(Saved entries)
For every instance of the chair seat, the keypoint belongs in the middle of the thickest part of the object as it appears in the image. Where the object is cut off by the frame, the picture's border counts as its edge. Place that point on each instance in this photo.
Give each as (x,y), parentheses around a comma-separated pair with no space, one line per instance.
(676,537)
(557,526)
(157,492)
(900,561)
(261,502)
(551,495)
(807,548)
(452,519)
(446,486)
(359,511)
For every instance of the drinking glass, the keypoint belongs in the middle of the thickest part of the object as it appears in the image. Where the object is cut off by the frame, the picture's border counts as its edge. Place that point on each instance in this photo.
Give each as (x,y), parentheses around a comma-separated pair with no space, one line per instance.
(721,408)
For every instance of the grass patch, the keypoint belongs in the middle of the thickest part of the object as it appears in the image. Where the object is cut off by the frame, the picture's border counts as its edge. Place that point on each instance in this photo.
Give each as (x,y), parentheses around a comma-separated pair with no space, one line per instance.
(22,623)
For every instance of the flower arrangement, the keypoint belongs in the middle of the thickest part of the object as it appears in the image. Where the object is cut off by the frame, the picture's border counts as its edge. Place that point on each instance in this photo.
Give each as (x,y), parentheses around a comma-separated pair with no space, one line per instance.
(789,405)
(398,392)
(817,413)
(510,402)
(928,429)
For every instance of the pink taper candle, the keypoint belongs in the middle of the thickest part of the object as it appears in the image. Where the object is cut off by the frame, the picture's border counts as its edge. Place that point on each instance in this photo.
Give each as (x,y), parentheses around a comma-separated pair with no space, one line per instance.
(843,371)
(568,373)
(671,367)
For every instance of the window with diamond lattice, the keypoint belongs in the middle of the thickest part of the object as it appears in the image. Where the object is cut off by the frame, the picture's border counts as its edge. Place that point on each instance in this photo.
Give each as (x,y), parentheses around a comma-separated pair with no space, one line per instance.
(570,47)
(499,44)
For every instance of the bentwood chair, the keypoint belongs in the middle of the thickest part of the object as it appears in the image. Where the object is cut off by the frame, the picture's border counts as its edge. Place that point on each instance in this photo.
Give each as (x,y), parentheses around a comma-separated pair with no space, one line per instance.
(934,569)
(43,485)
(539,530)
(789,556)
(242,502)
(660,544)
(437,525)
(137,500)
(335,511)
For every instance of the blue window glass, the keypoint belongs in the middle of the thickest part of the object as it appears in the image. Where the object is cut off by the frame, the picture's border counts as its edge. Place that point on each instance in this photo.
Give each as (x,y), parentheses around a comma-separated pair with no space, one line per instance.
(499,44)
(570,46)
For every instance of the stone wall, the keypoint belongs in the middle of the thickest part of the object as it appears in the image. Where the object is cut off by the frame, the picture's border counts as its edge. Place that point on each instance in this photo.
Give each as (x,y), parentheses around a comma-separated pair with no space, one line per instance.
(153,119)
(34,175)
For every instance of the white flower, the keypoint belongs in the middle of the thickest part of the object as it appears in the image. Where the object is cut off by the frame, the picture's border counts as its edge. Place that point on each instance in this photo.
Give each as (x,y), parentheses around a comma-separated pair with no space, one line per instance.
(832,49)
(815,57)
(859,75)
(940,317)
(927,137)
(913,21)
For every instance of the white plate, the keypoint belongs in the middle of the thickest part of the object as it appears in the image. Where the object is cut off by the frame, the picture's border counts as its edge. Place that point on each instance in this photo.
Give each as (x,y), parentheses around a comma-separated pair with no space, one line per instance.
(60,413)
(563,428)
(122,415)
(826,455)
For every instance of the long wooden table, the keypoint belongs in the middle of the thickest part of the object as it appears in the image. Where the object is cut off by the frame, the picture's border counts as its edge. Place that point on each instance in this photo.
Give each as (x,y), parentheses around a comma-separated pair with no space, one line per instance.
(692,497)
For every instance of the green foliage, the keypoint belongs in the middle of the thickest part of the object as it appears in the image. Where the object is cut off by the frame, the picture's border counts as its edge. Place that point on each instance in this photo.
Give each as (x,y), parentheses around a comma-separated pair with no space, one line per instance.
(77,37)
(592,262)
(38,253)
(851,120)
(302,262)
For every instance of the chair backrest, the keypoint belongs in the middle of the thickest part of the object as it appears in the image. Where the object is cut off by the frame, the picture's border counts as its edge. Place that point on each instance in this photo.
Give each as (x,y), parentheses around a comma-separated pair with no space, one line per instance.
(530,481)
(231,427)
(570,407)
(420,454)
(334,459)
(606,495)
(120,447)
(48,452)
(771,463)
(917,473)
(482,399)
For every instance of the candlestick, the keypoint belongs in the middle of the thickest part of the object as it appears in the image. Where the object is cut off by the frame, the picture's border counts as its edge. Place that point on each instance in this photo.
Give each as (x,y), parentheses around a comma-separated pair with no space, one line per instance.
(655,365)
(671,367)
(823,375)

Your instructions:
Reproduce all lines from the records above that include the word "chair".

Result below:
For every instance of the chair seat, the keypoint belongs in the middle of the thickest part of the object as it appears in the image. Where the object is cut off by the frame, the picture's border counts as its edge. Place that point on each instance in this photo.
For every instance of the bentwood chair, the keypoint belongs in the middle of the thickest part of the object as it appears in the image. Where the object is cut off by the frame, the picture's border counts as its edge. Place that point on each instance in this photo.
For every instance of the chair backrest, the keypoint belongs in the middle of the thickest part of the object as it appears in the image. Where the object is cut off by the frame, the picture's border counts as its edge. Place that point on each instance in this photo.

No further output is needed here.